# [THE PROBLEM]
Begin at the line that has "in white shirt?" and stop after the line that has "[25,170,72,217]". Write out those lines again, swapping "helmet" for "headgear" and leaving everything else unchanged.

# [EXCERPTED RECORDS]

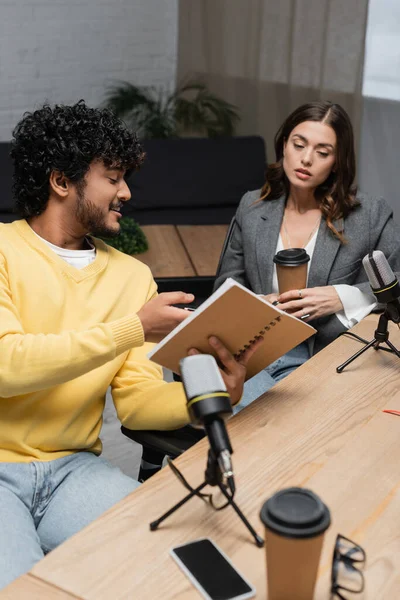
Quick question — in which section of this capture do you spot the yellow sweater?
[0,220,188,462]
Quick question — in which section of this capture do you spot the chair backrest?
[125,136,266,225]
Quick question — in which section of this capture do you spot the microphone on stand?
[336,250,400,373]
[179,354,235,495]
[150,354,264,548]
[363,250,400,323]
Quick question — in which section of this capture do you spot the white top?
[32,229,96,269]
[272,229,377,329]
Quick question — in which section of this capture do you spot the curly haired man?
[0,101,262,588]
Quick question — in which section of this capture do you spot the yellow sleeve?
[111,343,189,430]
[0,258,144,398]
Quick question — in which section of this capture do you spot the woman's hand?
[278,285,343,322]
[188,336,264,404]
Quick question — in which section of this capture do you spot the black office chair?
[121,217,236,481]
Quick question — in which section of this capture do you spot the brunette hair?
[260,101,359,242]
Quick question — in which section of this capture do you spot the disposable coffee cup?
[274,248,310,294]
[260,487,331,600]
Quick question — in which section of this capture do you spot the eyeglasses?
[331,534,366,600]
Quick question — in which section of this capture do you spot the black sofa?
[125,136,266,225]
[0,142,18,223]
[0,136,266,225]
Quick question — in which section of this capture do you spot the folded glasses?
[331,534,366,600]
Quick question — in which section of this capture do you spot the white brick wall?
[0,0,178,141]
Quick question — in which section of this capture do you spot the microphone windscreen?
[363,250,396,289]
[179,354,227,400]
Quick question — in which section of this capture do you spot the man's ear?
[49,171,70,198]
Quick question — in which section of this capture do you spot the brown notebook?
[147,278,316,379]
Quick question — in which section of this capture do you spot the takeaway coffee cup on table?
[260,487,331,600]
[274,248,310,294]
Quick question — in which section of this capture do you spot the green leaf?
[105,76,240,139]
[100,217,149,255]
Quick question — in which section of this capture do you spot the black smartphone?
[170,538,256,600]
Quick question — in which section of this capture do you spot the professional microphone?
[362,250,400,323]
[336,250,400,373]
[179,354,235,494]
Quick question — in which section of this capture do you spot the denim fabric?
[233,342,310,415]
[0,452,139,589]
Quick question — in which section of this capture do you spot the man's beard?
[75,187,120,238]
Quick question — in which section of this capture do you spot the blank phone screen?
[173,539,252,600]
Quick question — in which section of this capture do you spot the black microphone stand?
[336,304,400,373]
[150,448,264,548]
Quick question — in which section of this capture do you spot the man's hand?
[188,336,264,404]
[263,294,279,304]
[278,285,343,322]
[138,292,194,342]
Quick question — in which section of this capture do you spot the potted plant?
[100,217,149,255]
[105,81,239,139]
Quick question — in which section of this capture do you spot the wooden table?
[136,225,228,277]
[0,315,400,600]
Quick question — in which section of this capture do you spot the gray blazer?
[214,190,400,353]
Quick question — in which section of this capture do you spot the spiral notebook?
[147,278,316,379]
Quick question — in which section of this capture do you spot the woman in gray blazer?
[215,102,400,409]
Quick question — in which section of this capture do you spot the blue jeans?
[233,342,310,415]
[0,452,139,589]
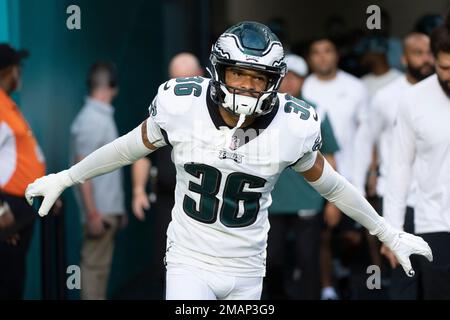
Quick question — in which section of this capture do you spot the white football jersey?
[149,77,321,277]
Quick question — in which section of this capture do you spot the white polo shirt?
[353,75,415,207]
[383,75,450,234]
[302,70,368,182]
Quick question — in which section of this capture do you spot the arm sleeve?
[320,114,339,154]
[383,97,416,230]
[66,118,165,185]
[352,96,385,194]
[292,115,322,172]
[308,158,388,236]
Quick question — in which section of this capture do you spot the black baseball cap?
[0,43,29,70]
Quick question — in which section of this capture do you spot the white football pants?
[166,263,263,300]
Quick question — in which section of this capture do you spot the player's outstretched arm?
[25,118,165,217]
[294,152,433,277]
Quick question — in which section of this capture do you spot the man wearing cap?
[0,44,45,299]
[267,54,340,299]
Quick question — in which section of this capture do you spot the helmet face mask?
[210,22,286,116]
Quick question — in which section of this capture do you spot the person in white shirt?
[25,21,433,300]
[303,38,368,182]
[356,35,402,99]
[353,33,434,299]
[302,38,368,299]
[352,33,434,204]
[382,21,450,299]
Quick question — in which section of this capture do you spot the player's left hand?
[25,170,71,217]
[380,226,433,277]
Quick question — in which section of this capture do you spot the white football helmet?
[210,21,286,116]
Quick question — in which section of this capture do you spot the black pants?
[263,214,322,300]
[0,194,36,299]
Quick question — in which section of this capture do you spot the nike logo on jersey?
[164,81,170,90]
[219,149,244,163]
[313,112,319,121]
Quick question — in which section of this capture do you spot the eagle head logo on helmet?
[210,21,286,116]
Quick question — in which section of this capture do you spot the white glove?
[378,224,433,277]
[25,170,73,217]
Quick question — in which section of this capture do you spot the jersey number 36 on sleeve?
[183,163,266,228]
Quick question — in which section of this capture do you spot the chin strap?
[226,113,245,150]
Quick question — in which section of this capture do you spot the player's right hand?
[25,170,72,217]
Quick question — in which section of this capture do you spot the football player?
[26,22,432,299]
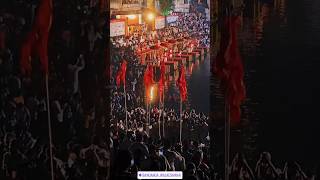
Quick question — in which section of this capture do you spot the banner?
[155,16,166,29]
[174,4,190,13]
[110,19,126,37]
[167,15,179,24]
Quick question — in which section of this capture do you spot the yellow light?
[150,86,154,101]
[148,13,154,21]
[127,14,136,19]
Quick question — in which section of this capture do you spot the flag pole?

# [OUTPUT OF THE EXERCISE]
Quick question — in which section of this capture do you spot the person in white shirt?
[25,21,433,300]
[303,38,368,182]
[356,35,402,99]
[353,33,434,299]
[302,38,368,299]
[352,33,434,204]
[382,21,450,299]
Quick question — in which section of this capture do you spot the player's left hand?
[25,170,71,217]
[380,226,433,277]
Quick question — in which section of this capture do you spot the white football headgear?
[210,21,286,116]
Quick question — in which section of this capture do you spot the black pants?
[263,214,322,300]
[0,194,36,299]
Quick question — in which section of this capture do you spot the nike logo on jersey?
[164,81,170,90]
[219,149,244,163]
[313,112,319,121]
Quick question — in which section of this capture do you spot the eagle head logo on headgear?
[210,21,286,116]
Quick question — in which section of this capture do you spot the white glove?
[378,224,433,277]
[25,170,73,217]
Quick question — in which section of this capture do you spot the jersey number 36 on sleeve?
[183,163,266,228]
Quick question — in which section of this capture do you spot the chin strap?
[226,113,245,150]
Quick question — in which section of this capture do you spot the player's right hand?
[25,170,72,217]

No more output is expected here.